## ФРАГМЕНТ ДОКУМЕНТА
□ □ □ □

Оттоманская Порта объявила договор недействительным, поскольку-де «принц» Тахмасп не имел никаких полномочий заключать его при живом отце Султан Хусейне. На совете, собравшемся 4 января 1724 года в султанском дворце, Дамад Ибрагим-паша поставил вопрос: «Что будем делать, примем предложение царя (об остановке наступления в Закавказье. — И.К.) и прекратим иранский поход либо сочтем данное предложение нарушением договора и начнем подготовку к походу на Россию?» Пока присутствующие колебались, великий визирь покинул заседание вместе с шейх-уль-исламом. В дело вступил французский посол: подал совету письмо, в котором убеждал советников султана, что так как ни Россия, ни Османская империя не намерены нарушать договор о мире, переговоры должны быть продолжены, хотя военные приготовления стоит продолжать — они послужат дополнительным аргументом в споре с русскими[150].

□ □ □ □

## СПИСОК ЗАДАНИЙ
**1)** Ответьте на вопросы по фрагменту документа:
(a) Кто, по заявлению Оттоманской Порты, не имел полномочий заключать договор?
(b) Какого числа собрался совет в султанском дворце?
(c) Вместе с кем великий визирь покинул заседание?
**2)** Пожалуйста, повторите дословно отрывок из фрагмента документа: от слов «Оттоманская Порта объявила» до слов «споре с русскими[150].» включительно.

## ВЫДЕРЖКА ИЗ ДАННЫХ
□ □ □ □

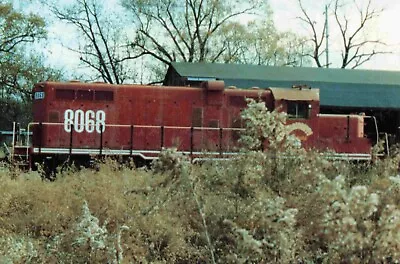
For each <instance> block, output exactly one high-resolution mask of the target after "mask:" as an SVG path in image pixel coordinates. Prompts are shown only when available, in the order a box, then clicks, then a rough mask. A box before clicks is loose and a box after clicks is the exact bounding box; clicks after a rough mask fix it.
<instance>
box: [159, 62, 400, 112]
mask: <svg viewBox="0 0 400 264" xmlns="http://www.w3.org/2000/svg"><path fill="white" fill-rule="evenodd" d="M212 79H217V80H224V81H225V85H227V86H236V87H238V88H250V87H254V86H256V87H260V88H266V87H288V88H290V87H292V86H293V85H307V86H311V87H313V88H320V99H321V106H322V107H323V108H351V109H386V110H387V109H392V110H395V109H396V110H400V72H395V71H375V70H348V69H325V68H306V67H272V66H258V65H244V64H215V63H214V64H213V63H181V62H174V63H172V64H171V65H170V67H169V69H168V72H167V74H166V76H165V79H164V85H190V86H198V85H199V83H200V82H202V81H205V80H212Z"/></svg>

□ □ □ □

## ОТВЕТЫ ПО ПОРЯДКУ
**1)**
(a) «Принц» Тахмасп.
(b) 4 января 1724 года.
(c) Вместе с шейх-уль-исламом.

**2)**
Оттоманская Порта объявила договор недействительным, поскольку-де «принц» Тахмасп не имел никаких полномочий заключать его при живом отце Султан Хусейне. На совете, собравшемся 4 января 1724 года в султанском дворце, Дамад Ибрагим-паша поставил вопрос: «Что будем делать, примем предложение царя (об остановке наступления в Закавказье. — И.К.) и прекратим иранский поход либо сочтем данное предложение нарушением договора и начнем подготовку к походу на Россию?» Пока присутствующие колебались, великий визирь покинул заседание вместе с шейх-уль-исламом. В дело вступил французский посол: подал совету письмо, в котором убеждал советников султана, что так как ни Россия, ни Османская империя не намерены нарушать договор о мире, переговоры должны быть продолжены, хотя военные приготовления стоит продолжать — они послужат дополнительным аргументом в споре с русскими[150].